- **Goals**:
**1)** In the blog post, what vehicle is predicted to become the car of choice in 2009?
**2)** Rewrite the stretch of the blog post from "Tuesday, 13 January" through "stances be right?", putting "store cards" in place of "credit cards".

Tuesday, 13 January 2009

Mr Micawber and me

Goodness, I'm about to sound like a real old whingeing puritan, and I failed my economics A level (it was soooo boring that I fell asleep, literally, several times in class, only ever getting the O level grade), so I probably should keep my trap shut, but...
Everyone is in an almighty panic that people aren't spending. The same way (or is it the opposite way?) that there was equal panic that everyone was maxing out their credit cards for the whole of the last decade. How can both these stances be right?
If you're facing hard times (and who isn't?) doesn't it make absolute sense to curtail your spending, wear last years clothes (in my case I still wear stuff that's twenty years old, but then I never was a fashion plate and the livestock don't give a hoot), and basically live off what you've got wherever possible? I'm not talking about UK poverty here, which is a real and separate major concern, but about those of us who have to live more frugally than we've had to in the past.
I'd have thought the press and the government would have been applauding us for not stripping the shops bare at Christmas, for being more reasoned and responsible about our expenditure, and for finally having the strength to resist the cult of more, more, more, spend, spend, spend.
I suspect that 2009 will be the year of anti-conspicuous consumption; grunge will be back. Muddy ten year old Volvo estates will be the car of choice; charity shop clothes with the Oxfam tag still swinging from the collar will be the thing; huge plasma screens bought in 2008 will only be able to show yet more re-runs of The Good Life in 2009; private schooling will gurgle down the drain; and bangers and mash with onion gravy will become the plat du jour.
For the next decade I predict:
  1. money management classes in every primary and secondary school
  2. the death of the Porsche
  3. the digging up of flowerbeds and their replacement with veg
  4. demand for allotments skyrocketing
  5. downsizing, downshifting and other euphemisms for one or no income households
  6. that all ex-battery hens will find a home in suburban gardens, producing cheap eggs
  7. the diminishing of the cult of celebrity
  8. the rise of the knitter on the train
  9. less fanfare, less hubris and a curtailed Olympics
  10. an emerging generation of workers with different aspirations and expectations
What are your predictions?

- **Listing**:
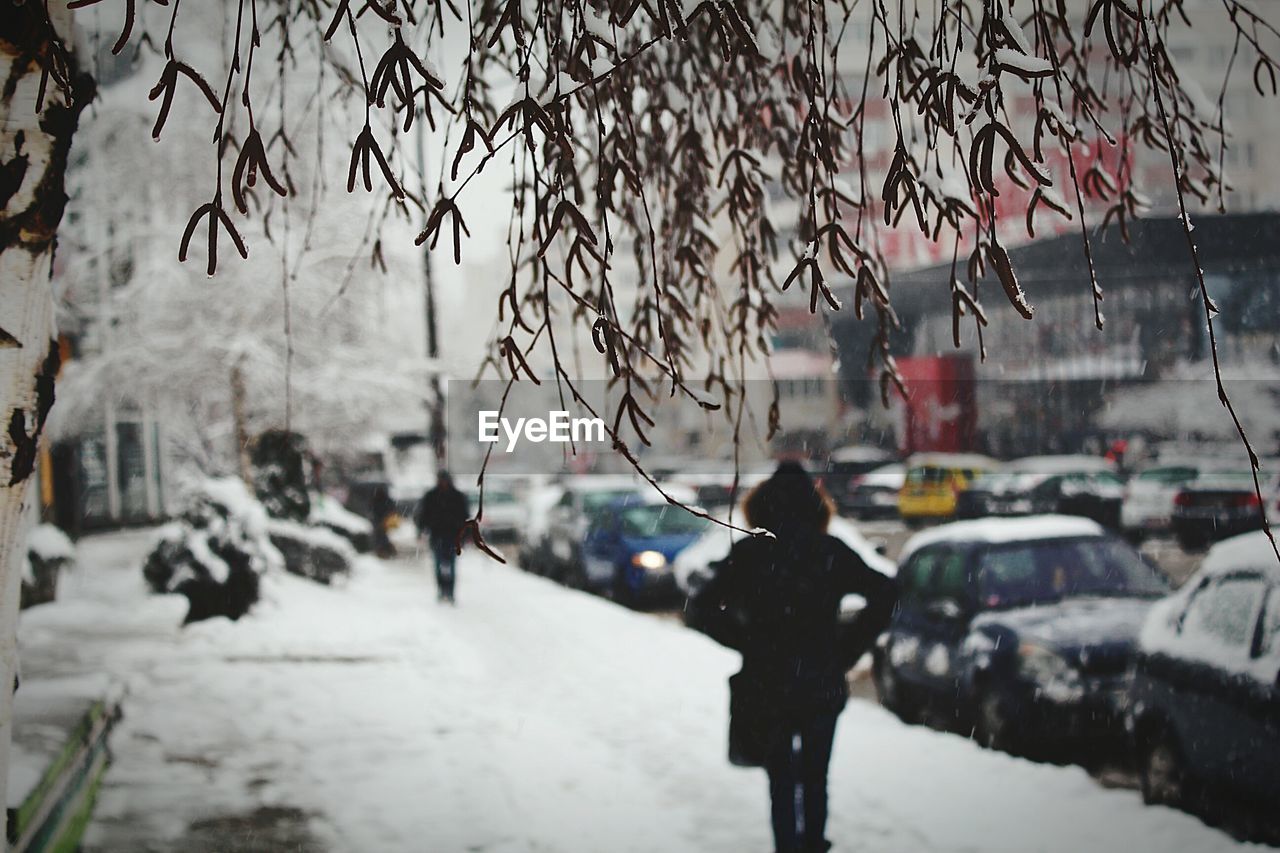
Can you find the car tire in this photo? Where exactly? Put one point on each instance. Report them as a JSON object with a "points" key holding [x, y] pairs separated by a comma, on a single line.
{"points": [[992, 724], [890, 693], [1162, 771]]}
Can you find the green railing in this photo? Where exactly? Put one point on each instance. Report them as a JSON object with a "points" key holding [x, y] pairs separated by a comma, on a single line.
{"points": [[55, 813]]}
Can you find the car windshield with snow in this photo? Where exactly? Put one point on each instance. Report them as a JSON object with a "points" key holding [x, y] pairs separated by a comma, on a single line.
{"points": [[1205, 707], [631, 544], [1018, 629]]}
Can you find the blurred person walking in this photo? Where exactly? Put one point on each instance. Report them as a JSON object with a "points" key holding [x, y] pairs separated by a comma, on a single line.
{"points": [[382, 510], [440, 516], [777, 601]]}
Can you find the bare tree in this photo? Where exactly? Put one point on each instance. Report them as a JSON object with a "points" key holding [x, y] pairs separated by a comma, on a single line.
{"points": [[648, 133]]}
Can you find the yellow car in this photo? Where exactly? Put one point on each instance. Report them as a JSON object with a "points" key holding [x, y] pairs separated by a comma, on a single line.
{"points": [[933, 480]]}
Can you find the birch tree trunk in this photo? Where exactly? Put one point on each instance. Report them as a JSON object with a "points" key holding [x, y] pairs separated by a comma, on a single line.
{"points": [[35, 141]]}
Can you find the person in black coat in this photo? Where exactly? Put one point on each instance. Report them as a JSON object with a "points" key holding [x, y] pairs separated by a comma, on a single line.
{"points": [[440, 516], [777, 601]]}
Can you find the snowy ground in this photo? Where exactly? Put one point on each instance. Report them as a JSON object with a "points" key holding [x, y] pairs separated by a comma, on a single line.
{"points": [[530, 717]]}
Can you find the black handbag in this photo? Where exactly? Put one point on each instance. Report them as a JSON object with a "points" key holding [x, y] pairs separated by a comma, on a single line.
{"points": [[754, 723]]}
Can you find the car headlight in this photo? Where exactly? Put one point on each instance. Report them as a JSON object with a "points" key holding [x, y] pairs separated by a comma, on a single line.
{"points": [[649, 560], [1052, 675]]}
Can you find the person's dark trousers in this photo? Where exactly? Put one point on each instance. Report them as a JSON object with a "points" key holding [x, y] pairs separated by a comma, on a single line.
{"points": [[446, 574], [798, 784]]}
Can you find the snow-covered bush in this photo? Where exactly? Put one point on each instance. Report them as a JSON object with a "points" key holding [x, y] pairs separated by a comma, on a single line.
{"points": [[318, 553], [49, 551], [215, 552], [328, 512], [279, 474]]}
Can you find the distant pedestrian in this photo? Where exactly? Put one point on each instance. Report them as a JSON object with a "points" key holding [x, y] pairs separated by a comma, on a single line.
{"points": [[382, 510], [440, 515], [777, 601]]}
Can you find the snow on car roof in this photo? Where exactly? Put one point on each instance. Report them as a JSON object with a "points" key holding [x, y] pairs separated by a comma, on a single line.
{"points": [[1060, 464], [1247, 551], [952, 460], [891, 474], [602, 482], [1001, 530], [859, 454]]}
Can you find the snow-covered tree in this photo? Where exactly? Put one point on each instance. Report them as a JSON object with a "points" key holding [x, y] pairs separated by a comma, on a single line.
{"points": [[668, 123], [302, 334]]}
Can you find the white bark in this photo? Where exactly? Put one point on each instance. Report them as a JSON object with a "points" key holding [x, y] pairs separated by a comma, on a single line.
{"points": [[28, 222]]}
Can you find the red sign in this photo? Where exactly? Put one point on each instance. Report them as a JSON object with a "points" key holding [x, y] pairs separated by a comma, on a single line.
{"points": [[940, 411]]}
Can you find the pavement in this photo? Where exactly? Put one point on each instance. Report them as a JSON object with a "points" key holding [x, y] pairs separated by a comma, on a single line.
{"points": [[530, 717]]}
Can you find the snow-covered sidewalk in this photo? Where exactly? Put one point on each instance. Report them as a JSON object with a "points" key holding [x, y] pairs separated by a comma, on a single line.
{"points": [[530, 717]]}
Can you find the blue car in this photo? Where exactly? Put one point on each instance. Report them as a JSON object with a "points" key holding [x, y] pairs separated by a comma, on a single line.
{"points": [[631, 544]]}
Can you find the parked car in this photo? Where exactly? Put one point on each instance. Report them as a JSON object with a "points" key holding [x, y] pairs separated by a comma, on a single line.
{"points": [[874, 495], [1147, 507], [846, 465], [503, 514], [1084, 486], [568, 520], [1205, 703], [693, 565], [531, 537], [1223, 503], [714, 489], [1022, 629], [630, 547], [933, 480]]}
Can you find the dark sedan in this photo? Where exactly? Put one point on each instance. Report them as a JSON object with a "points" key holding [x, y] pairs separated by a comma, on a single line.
{"points": [[1205, 711], [1019, 629], [1220, 505], [1083, 486]]}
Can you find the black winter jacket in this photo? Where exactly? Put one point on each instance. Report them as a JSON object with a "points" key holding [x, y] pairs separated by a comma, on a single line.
{"points": [[442, 512], [777, 601]]}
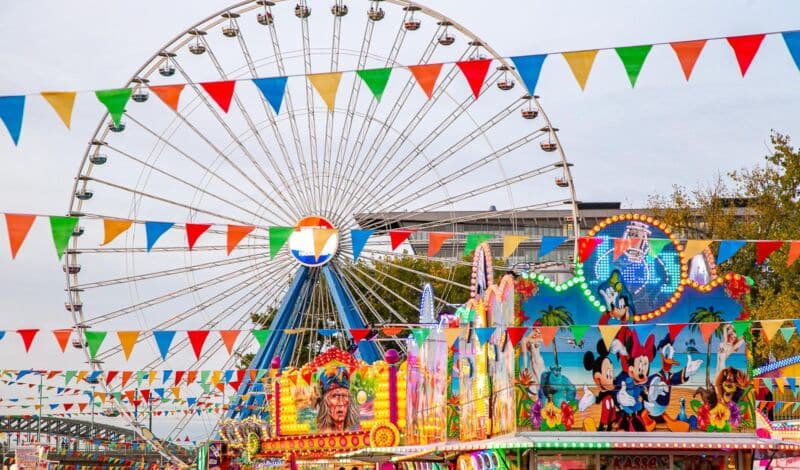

- **Responses by task**:
**1)** Muddy ten year old Volvo estates.

**2)**
Tuesday, 13 January 2009

Mr Micawber and me

Goodness, I'm about to sound like a real old whingeing puritan, and I failed my economics A level (it was soooo boring that I fell asleep, literally, several times in class, only ever getting the O level grade), so I probably should keep my trap shut, but...
Everyone is in an almighty panic that people aren't spending. The same way (or is it the opposite way?) that there was equal panic that everyone was maxing out their store cards for the whole of the last decade. How can both these stances be right?